■ Directions ■
Rewrite the rows below, changing every "frame" to "image" and leaving everything else as it is. Omit the pictures from your version.

====== Dataset excerpts ======

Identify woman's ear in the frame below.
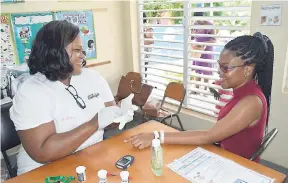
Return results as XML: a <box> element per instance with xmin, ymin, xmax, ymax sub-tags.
<box><xmin>244</xmin><ymin>65</ymin><xmax>253</xmax><ymax>77</ymax></box>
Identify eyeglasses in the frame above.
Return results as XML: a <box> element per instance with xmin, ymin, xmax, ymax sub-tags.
<box><xmin>65</xmin><ymin>85</ymin><xmax>86</xmax><ymax>109</ymax></box>
<box><xmin>217</xmin><ymin>60</ymin><xmax>247</xmax><ymax>73</ymax></box>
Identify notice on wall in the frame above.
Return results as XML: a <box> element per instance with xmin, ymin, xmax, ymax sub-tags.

======

■ Answer to the task ■
Identify woman's ear in the image below.
Return results as XML: a <box> element per instance with xmin, ymin, xmax, ymax sub-tags.
<box><xmin>244</xmin><ymin>65</ymin><xmax>253</xmax><ymax>77</ymax></box>
Identify eyeglasses in the image above.
Return results as XML: a <box> element per instance with xmin, ymin, xmax, ymax sub-tags.
<box><xmin>65</xmin><ymin>85</ymin><xmax>86</xmax><ymax>109</ymax></box>
<box><xmin>217</xmin><ymin>60</ymin><xmax>247</xmax><ymax>73</ymax></box>
Identify notice on wall in the image above.
Return results as XML: a <box> element per instance with xmin, ymin, xmax, ymax sub-tags.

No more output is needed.